### Document segment:
────────────────

This was the conclusion reached by the International Whaling Commissions's Scientific Committee on the effects of environmental changes on cetaceans, after reviewing the comprehensive report from the IWC Bergen Workshop held this March on chemical contaminants in cetaceans.
"Even if all the Earth's whaling fleets were mothballed tomorrow, the future of many whale species would remain in doubt," writes the WWF in a new report entitled Environmental Threats to Whales.
It must be understood, however, that these doomsday prophecies are speculative and based on absolute worst-case scenarios. The Bergen Workshop report makes it quite clear that there is no evidence of any direct lethal effects of contaminants on cetaceans. The long-term risks to whales of effects such as hormone disruption, cancers and suppression of immune systems have been extrapolated from observations of extreme cases such as the belugas of Canada's highly polluted St. Lawrence Seaway, as well as experimental and laboratory studies on other species, such as seals.
Against this must be weighed the many whale stocks that are documented as being in perfect health, with low levels of chemical toxins. There are also the success stories of extremely high reproductive rates in seal stocks in areas that are amongst the more heavily polluted, such as the harbour seals of the Wadden Sea, the sea lions of California, and the grey seals of Scotland and Ireland. And in general; reports from all around the world give the story of "rising tides of whales".
Anyhow, everyone agrees that there is reason for concern. Though programs to clean up the North Sea and the Baltic Sea have met with some success, new chemical compounds are constantly being introduced, and their impact on the environment is impossible to predict. But when it comes to deciding what action to take, opinions are sharply divided. If groups like the WWF and the EIA have their way, all whaling will halt while the IWC quota calculation model for whaling, the Catch Limit Algorithm, is modified to take environmental threats into account.

────────────────

### Exercise instructions:
(1) According to the passage on environmental threats to whales, why should the doomsday prophecies be regarded as speculative?
(2) Copy out the part of the passage on environmental threats to whales that opens with the words "This was the" and closes with "Threats to Whales.".

────────────────

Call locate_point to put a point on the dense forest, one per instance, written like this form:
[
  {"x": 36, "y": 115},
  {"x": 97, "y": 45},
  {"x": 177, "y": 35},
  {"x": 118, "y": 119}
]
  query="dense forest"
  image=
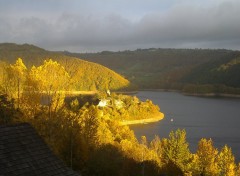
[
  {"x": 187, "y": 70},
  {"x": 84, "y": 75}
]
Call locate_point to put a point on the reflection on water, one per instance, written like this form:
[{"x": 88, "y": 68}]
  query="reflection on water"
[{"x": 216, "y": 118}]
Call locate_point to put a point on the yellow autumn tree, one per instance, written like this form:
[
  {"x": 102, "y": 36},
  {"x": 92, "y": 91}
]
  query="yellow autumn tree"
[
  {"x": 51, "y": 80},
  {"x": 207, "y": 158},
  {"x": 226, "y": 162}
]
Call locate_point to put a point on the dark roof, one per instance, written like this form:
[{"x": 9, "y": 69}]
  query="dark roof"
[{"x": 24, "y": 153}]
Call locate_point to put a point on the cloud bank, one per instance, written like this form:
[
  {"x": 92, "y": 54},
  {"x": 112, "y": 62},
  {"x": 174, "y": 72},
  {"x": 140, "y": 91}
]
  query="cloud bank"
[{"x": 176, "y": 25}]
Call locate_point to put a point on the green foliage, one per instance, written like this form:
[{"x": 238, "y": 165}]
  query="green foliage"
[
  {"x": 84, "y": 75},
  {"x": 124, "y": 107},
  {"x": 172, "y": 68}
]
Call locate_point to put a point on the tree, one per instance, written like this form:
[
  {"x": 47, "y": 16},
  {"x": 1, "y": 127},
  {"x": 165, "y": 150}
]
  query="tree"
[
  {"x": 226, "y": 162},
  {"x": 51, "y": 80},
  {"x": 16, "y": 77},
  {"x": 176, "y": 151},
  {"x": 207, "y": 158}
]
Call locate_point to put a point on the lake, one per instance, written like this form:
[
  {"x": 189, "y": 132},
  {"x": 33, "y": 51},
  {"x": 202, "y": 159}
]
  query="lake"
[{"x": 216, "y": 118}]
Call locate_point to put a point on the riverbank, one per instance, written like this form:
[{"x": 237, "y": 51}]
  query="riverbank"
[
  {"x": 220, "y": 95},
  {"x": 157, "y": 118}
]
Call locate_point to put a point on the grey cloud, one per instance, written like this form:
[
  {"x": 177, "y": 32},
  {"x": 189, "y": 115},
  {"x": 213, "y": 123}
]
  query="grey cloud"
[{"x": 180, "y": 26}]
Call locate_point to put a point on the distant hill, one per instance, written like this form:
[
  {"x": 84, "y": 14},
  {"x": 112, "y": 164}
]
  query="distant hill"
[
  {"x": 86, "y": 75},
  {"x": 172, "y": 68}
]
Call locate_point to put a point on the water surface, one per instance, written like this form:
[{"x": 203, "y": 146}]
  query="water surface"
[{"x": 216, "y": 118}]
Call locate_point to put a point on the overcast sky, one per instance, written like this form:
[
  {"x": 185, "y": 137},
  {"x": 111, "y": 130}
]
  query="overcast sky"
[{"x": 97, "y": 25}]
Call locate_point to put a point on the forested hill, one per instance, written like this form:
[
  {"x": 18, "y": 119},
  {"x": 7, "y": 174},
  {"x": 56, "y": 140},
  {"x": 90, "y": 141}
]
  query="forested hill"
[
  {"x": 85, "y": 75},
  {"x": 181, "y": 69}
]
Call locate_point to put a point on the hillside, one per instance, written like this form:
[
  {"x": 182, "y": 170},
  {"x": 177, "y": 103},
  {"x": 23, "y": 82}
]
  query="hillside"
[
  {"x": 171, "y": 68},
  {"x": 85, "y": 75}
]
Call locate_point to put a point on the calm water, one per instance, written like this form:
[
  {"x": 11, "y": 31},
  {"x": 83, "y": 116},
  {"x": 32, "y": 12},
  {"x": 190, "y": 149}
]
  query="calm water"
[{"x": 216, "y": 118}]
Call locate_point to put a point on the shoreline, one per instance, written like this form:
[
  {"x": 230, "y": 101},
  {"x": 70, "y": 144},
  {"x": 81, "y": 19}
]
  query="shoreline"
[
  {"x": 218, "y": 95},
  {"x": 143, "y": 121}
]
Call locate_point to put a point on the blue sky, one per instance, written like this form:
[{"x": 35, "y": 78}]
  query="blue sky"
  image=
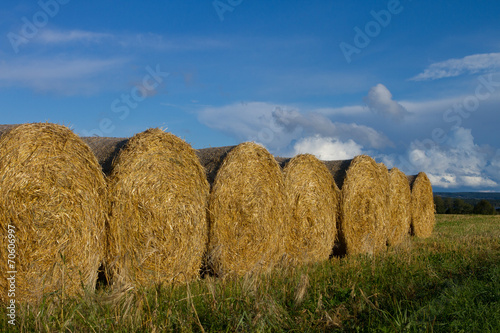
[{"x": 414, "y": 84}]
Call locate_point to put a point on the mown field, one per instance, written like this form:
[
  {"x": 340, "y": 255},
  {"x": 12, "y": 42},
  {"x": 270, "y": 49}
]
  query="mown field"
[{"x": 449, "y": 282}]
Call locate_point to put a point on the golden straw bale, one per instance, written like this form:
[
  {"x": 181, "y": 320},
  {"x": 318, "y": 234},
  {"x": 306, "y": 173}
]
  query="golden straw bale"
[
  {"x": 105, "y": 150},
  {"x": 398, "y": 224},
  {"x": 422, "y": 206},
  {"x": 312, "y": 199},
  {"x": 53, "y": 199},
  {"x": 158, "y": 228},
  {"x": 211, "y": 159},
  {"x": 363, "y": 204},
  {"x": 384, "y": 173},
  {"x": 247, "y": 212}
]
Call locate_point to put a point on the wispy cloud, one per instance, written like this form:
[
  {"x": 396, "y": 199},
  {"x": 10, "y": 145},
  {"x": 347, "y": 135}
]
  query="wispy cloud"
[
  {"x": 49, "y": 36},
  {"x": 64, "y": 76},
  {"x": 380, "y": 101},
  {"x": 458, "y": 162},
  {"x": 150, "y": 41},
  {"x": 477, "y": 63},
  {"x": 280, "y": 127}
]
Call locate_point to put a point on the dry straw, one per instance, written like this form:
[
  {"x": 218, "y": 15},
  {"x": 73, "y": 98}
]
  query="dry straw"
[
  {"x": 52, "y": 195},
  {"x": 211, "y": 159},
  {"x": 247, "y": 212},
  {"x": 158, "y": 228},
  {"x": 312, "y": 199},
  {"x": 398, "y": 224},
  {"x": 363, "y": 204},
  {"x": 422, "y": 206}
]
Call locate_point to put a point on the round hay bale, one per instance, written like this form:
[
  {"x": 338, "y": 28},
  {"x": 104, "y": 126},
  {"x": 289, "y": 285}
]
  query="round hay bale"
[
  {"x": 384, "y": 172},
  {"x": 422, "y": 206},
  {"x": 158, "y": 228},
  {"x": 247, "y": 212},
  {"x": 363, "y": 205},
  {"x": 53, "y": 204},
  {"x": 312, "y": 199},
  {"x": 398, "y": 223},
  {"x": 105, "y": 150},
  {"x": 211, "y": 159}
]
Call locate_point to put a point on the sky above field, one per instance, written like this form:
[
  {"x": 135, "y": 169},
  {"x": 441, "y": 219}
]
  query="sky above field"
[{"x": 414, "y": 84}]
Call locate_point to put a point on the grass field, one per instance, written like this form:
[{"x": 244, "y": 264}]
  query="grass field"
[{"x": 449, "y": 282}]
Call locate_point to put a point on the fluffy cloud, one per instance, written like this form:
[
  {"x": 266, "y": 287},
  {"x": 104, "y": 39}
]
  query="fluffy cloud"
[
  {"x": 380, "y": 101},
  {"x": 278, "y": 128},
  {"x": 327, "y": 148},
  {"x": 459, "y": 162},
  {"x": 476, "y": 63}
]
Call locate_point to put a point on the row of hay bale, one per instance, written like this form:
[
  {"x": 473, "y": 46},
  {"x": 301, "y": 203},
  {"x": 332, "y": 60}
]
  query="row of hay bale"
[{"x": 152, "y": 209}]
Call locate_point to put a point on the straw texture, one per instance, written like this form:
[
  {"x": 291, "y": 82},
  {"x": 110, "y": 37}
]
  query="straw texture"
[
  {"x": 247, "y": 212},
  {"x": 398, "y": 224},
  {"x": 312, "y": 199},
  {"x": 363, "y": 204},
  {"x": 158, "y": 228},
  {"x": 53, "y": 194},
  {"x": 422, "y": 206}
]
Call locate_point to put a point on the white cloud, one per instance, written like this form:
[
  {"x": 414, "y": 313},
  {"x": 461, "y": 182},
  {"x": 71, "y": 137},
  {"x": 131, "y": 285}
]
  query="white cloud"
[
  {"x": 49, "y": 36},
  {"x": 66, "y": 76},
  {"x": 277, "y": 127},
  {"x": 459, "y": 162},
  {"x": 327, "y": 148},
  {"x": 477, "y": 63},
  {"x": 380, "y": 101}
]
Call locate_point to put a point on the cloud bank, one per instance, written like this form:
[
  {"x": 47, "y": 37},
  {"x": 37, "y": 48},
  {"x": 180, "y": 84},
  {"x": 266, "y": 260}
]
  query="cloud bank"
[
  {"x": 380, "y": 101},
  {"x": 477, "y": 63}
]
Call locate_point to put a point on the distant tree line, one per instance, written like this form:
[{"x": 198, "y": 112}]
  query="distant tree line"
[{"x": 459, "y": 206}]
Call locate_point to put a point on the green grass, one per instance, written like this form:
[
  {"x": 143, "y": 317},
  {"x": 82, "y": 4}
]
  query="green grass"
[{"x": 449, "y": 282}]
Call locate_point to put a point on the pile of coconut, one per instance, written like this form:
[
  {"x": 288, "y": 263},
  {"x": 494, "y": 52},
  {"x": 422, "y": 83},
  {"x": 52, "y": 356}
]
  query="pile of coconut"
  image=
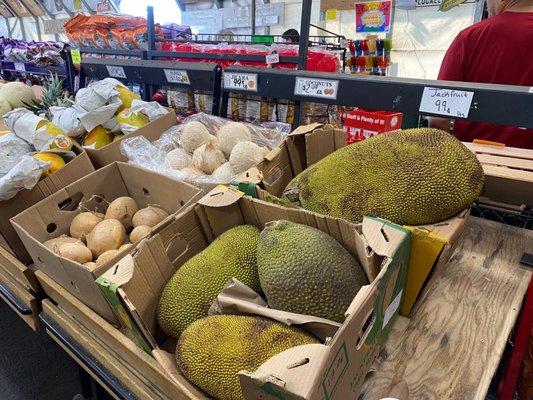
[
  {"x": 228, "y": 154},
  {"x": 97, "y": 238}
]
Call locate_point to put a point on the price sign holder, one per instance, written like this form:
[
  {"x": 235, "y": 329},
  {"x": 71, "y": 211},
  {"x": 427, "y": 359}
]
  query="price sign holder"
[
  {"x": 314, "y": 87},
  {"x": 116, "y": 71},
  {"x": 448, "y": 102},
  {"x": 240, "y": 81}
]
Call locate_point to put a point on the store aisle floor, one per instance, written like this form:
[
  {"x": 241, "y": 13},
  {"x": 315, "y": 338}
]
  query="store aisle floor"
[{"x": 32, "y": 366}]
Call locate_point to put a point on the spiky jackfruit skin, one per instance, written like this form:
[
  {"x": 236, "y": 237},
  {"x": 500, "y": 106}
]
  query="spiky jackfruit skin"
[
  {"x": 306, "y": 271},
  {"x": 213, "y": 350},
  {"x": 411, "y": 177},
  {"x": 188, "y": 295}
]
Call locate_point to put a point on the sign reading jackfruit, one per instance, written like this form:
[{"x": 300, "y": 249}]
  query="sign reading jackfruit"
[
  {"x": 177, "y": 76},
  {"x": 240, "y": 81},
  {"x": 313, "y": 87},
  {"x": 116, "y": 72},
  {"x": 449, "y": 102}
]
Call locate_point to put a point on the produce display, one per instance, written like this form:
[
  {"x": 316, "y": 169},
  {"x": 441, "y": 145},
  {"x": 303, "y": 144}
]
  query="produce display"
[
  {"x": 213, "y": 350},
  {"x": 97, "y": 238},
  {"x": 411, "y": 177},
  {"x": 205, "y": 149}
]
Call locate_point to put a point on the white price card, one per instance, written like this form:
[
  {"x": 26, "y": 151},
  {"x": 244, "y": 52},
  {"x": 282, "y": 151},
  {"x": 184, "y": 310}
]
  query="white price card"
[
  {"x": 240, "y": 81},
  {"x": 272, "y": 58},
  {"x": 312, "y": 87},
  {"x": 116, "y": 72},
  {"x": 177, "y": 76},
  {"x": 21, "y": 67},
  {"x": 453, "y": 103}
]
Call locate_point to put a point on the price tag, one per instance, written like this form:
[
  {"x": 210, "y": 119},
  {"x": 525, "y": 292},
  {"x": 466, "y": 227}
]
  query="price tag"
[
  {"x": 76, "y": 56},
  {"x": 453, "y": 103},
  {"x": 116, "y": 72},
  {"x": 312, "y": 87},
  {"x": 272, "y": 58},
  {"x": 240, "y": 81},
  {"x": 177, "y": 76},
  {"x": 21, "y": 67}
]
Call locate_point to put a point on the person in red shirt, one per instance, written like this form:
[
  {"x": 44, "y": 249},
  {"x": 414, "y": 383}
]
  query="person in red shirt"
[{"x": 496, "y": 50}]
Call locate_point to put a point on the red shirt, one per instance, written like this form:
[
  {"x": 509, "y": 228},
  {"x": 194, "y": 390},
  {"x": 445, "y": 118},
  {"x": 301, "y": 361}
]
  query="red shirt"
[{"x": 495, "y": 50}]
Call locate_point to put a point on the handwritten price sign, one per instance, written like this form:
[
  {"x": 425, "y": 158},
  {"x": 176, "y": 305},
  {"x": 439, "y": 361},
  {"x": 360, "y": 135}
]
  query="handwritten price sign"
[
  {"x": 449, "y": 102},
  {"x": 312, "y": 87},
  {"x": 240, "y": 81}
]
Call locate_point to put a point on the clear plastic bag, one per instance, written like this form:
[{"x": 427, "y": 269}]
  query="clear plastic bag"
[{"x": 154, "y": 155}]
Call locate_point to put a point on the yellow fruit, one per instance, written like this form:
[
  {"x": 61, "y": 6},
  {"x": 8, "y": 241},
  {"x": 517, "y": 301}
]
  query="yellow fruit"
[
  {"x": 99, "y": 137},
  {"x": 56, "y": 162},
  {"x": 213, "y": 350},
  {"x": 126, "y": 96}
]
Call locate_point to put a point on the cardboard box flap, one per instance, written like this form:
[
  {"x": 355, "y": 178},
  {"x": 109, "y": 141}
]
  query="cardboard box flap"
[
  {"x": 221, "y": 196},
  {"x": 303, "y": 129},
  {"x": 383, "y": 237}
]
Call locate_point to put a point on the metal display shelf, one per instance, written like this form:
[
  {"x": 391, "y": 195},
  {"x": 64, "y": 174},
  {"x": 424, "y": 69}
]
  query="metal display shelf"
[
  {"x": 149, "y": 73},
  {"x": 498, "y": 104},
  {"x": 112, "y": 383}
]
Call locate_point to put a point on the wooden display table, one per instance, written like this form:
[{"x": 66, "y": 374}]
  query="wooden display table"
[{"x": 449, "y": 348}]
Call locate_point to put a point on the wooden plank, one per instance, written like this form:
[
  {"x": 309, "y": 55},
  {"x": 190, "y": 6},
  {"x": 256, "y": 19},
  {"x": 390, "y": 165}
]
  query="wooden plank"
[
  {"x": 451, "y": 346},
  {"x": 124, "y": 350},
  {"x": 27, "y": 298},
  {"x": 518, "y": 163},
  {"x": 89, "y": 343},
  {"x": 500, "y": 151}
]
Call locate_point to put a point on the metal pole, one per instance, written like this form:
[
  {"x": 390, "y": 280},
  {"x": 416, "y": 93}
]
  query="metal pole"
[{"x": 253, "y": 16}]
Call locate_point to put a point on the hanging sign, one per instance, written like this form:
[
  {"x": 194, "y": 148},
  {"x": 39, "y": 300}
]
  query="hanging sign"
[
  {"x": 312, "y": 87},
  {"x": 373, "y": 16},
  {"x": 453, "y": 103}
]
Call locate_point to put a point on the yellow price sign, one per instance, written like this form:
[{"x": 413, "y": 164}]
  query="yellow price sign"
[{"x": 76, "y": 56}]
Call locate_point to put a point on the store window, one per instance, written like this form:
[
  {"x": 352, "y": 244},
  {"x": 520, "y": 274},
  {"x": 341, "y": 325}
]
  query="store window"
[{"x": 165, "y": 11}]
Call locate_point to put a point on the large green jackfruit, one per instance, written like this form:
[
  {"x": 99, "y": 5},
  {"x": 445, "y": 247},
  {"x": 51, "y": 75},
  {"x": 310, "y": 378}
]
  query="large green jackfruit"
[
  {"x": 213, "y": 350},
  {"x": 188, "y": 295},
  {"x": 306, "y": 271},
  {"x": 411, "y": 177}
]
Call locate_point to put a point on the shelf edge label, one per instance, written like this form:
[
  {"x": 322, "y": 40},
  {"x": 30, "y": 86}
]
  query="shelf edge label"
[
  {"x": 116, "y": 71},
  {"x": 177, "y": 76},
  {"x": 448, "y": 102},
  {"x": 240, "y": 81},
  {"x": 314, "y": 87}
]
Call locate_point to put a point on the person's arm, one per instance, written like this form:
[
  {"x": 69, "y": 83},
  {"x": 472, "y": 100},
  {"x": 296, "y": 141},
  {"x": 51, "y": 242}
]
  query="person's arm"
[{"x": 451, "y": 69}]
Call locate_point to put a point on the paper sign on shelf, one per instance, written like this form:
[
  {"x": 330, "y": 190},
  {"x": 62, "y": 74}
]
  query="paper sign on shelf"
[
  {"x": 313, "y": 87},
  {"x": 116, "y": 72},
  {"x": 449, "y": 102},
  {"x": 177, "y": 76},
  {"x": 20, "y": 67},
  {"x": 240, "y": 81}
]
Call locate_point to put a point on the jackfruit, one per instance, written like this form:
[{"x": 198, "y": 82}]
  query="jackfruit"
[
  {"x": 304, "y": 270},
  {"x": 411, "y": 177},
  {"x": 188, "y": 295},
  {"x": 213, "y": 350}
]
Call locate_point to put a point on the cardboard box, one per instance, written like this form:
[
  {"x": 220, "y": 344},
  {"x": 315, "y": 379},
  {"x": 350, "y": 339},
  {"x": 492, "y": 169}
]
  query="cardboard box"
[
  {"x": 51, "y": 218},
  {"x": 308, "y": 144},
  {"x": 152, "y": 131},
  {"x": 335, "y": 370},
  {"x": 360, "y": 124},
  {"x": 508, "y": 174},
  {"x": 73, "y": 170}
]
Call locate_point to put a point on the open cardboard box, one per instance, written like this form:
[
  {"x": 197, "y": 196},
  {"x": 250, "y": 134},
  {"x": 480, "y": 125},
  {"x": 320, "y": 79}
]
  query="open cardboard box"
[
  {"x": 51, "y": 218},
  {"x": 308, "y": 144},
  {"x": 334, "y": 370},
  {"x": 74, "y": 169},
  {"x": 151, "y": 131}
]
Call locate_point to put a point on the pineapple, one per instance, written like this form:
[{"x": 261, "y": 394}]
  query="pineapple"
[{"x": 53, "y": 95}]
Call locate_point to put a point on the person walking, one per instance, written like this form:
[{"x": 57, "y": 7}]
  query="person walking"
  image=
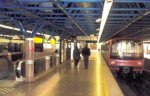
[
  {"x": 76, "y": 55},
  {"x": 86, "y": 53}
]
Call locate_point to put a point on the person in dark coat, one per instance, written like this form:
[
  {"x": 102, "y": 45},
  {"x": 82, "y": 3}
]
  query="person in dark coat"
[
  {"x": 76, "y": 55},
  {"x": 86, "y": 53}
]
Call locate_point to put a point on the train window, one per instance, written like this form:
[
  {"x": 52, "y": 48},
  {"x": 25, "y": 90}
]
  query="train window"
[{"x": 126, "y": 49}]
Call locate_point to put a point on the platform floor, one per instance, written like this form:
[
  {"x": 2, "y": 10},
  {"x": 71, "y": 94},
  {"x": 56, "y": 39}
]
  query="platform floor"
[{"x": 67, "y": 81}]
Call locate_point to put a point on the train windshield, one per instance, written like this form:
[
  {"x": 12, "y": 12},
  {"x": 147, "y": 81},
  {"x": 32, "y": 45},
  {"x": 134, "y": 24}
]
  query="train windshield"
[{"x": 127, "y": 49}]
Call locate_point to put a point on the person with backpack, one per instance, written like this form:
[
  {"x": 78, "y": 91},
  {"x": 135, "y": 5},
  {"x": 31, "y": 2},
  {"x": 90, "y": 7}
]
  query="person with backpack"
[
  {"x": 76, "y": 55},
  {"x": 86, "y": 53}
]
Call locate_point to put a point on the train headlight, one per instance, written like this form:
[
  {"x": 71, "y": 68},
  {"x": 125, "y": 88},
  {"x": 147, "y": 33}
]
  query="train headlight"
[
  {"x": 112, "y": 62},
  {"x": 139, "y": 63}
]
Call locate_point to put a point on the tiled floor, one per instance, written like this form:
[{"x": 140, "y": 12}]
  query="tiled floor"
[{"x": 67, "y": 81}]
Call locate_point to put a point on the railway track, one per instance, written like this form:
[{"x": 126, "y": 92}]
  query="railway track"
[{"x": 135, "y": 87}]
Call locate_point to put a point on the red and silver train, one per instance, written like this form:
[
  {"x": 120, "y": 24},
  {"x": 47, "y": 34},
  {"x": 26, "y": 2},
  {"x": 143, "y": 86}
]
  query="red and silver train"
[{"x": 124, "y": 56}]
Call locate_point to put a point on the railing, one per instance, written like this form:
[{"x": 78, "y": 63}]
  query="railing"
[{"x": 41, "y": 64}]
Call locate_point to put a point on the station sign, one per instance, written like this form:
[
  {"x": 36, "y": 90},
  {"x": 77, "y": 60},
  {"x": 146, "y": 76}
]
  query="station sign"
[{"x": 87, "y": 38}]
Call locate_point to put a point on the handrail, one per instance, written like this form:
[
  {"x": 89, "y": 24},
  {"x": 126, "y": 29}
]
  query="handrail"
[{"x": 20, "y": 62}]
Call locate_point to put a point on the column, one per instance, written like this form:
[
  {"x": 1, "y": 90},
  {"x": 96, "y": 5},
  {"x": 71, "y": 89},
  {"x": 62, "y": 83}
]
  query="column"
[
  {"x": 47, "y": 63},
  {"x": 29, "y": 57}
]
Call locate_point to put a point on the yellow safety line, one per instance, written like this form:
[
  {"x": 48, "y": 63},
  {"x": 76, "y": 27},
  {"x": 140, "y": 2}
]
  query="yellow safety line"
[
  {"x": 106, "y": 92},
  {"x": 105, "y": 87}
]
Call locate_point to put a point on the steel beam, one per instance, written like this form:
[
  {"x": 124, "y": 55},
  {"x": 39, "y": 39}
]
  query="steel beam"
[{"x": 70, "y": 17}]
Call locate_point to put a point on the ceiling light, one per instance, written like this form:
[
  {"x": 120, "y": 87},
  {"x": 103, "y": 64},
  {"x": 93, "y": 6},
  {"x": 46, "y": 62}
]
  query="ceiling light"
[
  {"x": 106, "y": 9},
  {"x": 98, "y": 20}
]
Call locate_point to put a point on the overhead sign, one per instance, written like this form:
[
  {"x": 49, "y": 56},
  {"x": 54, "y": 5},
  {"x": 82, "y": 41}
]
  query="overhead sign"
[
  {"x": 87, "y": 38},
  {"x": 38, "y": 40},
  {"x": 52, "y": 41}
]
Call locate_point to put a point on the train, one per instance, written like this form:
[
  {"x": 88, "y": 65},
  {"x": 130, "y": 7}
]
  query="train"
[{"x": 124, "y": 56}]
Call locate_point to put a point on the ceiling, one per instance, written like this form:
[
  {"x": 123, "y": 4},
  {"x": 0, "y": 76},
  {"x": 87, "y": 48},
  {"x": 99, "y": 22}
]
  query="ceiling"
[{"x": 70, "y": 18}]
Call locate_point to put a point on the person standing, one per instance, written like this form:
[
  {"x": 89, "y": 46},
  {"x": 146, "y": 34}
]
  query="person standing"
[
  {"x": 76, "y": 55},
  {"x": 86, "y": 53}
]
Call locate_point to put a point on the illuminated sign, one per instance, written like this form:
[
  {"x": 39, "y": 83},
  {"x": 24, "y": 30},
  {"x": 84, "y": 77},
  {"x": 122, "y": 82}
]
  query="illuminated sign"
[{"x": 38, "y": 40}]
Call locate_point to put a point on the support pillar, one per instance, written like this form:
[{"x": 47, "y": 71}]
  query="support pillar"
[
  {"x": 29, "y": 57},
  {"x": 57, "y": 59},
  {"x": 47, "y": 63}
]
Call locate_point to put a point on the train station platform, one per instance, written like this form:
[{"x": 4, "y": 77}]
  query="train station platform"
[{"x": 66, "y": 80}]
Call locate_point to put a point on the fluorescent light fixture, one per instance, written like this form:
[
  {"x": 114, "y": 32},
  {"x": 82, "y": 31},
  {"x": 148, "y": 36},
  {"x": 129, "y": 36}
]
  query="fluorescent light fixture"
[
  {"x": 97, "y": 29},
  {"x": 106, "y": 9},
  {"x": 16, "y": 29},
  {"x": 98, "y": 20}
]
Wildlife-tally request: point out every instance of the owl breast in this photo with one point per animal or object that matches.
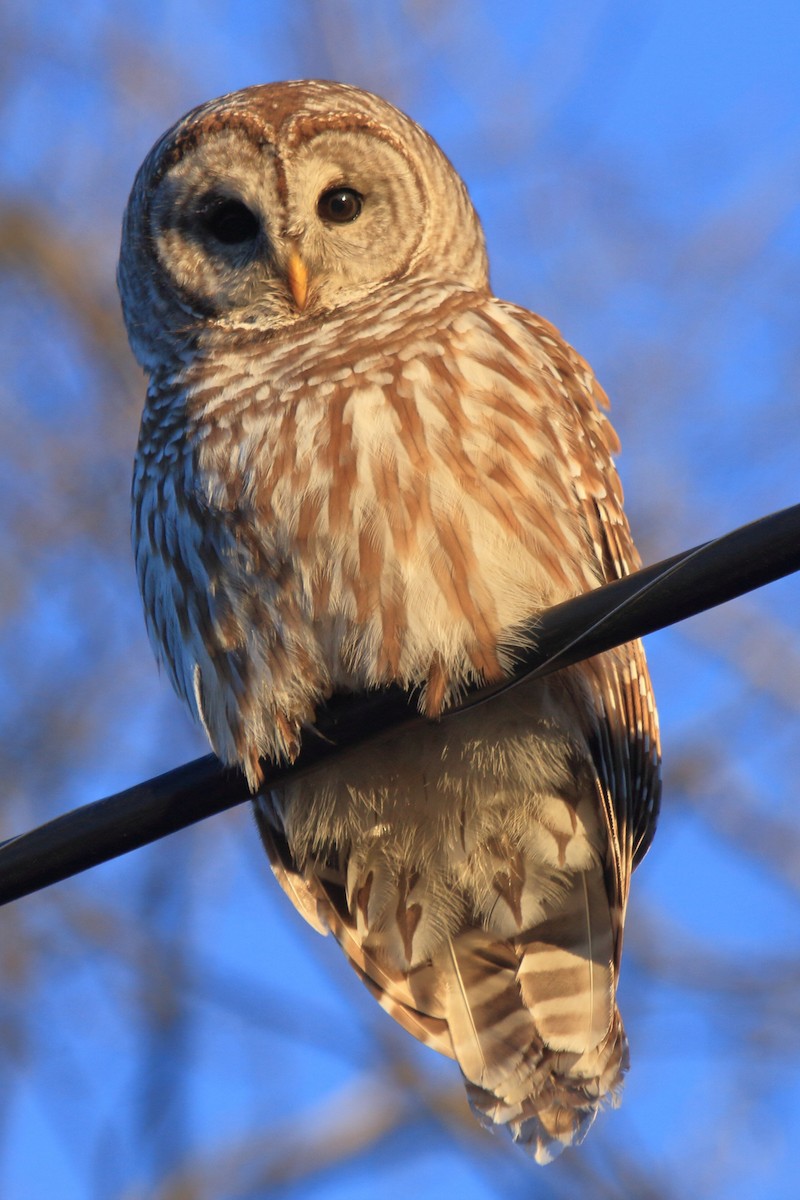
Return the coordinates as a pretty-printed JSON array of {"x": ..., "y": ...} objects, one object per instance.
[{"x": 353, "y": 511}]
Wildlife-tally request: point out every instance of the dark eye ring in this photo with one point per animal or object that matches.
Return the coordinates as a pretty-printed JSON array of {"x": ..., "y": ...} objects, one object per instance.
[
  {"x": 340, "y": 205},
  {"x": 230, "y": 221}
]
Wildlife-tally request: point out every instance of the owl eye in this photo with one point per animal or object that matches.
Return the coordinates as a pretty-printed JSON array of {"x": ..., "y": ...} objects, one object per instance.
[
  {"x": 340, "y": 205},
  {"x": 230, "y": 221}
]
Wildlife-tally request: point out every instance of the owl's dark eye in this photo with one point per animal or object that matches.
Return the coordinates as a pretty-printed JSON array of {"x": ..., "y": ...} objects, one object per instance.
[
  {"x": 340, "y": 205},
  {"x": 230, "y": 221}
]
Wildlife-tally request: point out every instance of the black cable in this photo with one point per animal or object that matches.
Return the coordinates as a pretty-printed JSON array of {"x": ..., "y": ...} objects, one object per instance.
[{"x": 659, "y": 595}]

────────────────

### Solved problems:
(1) The Bergen Workshop report found no evidence that contaminants have any direct lethal effects on cetaceans. The long-term risks, such as hormone disruption, cancers and immune suppression, were extrapolated from extreme cases like the belugas of the highly polluted St. Lawrence Seaway and from experimental and laboratory studies on other species, such as seals.

(2)
This was the conclusion reached by the International Whaling Commissions's Scientific Committee on the effects of environmental changes on cetaceans, after reviewing the comprehensive report from the IWC Bergen Workshop held this March on chemical contaminants in cetaceans.
"Even if all the Earth's whaling fleets were mothballed tomorrow, the future of many whale species would remain in doubt," writes the WWF in a new report entitled Environmental Threats to Whales.